— SHORT TASK A —
Count how many lines in the entries below contain the word "dark". Report only that number.

— DOCUMENT SEGMENT —
....................
But interestingly, permanent employee requirements increased by 11% in 2020.

We investigated further and came to the conclusion that there are two main reasons for this:

1. The introduction of IR35
2. Start-up headcount being important for growth targets

The IR35 legislation has changed the way tax works for contractors in businesses, and as a result of this typical contractors are prioritizing permanent employment for ease and security.

gov.uk

We promise the next reason is a little more exciting:

Contractors in most cases don’t count towards to headcount of start-up (or any company).

This becomes important when you have to hit growth targets to secure future funding – VC’s will often use headcount as a way to measure growth within a business.

So hiring permanent employees is a good indicator of projected growth and sustainability.

These two factors saw permanent placements into our partners go from 31% to 42%.

Internal data from Plexus

Our expertise in the Blockchain market had a huge impact in the next point:

 

Engineering requirements reduced by 10%

Let me be clear:

This is not to say engineering teams aren’t still rapidly growing (they still made up 71% of our placements).

We just had a broader scope of roles to fill in 2020.
....................
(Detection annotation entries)
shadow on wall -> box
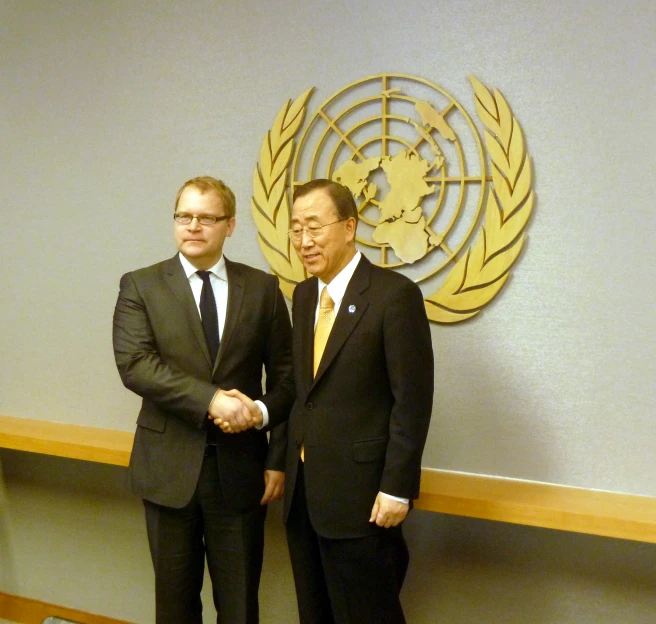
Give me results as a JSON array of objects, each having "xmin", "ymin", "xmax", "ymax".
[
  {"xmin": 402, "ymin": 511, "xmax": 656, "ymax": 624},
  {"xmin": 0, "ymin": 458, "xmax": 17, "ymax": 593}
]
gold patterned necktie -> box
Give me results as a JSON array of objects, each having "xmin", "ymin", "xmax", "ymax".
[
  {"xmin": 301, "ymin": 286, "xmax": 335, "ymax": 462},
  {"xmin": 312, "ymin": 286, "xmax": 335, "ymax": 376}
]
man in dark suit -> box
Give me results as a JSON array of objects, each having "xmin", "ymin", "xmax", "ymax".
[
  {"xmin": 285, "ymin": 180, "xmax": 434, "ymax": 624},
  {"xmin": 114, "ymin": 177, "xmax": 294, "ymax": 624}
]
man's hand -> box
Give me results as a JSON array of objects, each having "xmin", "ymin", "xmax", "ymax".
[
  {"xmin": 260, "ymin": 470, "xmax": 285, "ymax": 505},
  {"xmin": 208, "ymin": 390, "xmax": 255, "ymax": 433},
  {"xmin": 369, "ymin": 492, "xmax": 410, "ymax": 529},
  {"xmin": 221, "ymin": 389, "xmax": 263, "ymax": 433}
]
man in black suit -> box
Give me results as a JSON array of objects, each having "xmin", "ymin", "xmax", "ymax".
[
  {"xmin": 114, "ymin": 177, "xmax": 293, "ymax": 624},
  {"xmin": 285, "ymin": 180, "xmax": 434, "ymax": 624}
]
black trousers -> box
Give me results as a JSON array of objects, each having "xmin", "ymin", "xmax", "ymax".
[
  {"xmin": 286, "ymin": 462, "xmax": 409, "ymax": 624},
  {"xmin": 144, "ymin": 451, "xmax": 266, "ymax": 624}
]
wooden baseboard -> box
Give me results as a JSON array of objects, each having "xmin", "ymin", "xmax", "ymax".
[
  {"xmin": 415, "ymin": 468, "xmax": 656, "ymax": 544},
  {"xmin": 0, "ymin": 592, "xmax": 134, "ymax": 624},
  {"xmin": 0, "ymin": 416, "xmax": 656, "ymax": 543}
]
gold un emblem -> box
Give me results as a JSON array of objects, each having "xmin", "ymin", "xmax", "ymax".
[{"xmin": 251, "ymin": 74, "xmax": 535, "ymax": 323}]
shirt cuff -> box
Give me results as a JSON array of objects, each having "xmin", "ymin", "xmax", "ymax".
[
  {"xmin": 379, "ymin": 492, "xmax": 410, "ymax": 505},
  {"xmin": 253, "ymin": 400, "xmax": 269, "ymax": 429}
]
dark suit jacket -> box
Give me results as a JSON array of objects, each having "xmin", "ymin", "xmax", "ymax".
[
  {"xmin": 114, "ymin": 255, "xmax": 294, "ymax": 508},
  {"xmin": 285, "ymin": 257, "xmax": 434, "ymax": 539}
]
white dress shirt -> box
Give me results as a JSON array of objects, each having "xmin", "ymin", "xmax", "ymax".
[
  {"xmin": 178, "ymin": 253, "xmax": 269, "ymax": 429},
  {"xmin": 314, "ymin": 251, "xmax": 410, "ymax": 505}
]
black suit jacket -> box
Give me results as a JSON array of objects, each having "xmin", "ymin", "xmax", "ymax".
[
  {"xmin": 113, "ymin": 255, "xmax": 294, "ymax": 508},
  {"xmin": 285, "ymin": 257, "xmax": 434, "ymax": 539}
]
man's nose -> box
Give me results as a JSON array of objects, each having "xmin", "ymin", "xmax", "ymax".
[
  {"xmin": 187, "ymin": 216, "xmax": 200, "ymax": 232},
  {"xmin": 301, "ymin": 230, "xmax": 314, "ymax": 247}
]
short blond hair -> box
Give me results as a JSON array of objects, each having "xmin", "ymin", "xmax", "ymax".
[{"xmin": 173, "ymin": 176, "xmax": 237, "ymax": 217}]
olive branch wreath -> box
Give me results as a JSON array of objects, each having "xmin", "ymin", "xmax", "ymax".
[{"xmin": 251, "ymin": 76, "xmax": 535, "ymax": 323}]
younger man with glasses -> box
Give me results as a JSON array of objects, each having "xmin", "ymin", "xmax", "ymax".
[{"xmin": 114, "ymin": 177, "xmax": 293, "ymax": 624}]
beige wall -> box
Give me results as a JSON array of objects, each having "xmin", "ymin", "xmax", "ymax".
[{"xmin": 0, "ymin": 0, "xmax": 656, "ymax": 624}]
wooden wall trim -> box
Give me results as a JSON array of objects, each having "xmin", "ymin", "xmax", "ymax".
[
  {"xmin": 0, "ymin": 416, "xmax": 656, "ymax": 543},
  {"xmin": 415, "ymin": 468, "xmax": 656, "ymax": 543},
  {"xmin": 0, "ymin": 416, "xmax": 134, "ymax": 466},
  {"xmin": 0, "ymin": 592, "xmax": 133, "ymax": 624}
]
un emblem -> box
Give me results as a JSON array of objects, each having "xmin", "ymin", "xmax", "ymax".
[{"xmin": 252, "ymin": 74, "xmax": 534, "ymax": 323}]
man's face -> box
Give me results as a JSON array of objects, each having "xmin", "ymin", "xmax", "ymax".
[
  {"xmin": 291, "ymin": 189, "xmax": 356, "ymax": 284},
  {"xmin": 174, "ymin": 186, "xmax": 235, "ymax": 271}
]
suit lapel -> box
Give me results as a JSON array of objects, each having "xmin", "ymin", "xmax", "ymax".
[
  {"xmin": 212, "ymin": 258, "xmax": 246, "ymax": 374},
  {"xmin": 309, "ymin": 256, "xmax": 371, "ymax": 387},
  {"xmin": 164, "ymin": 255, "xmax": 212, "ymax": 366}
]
....................
— SHORT TASK B —
Copy the passage on 2020 hiring trends above, starting with "Internal data from" and going on through "fill in 2020.", and switch "Blockchain" to "fintech".

— WORKED SOLUTION A —
2

— WORKED SOLUTION B —
Internal data from Plexus

Our expertise in the fintech market had a huge impact in the next point:

 

Engineering requirements reduced by 10%

Let me be clear:

This is not to say engineering teams aren’t still rapidly growing (they still made up 71% of our placements).

We just had a broader scope of roles to fill in 2020.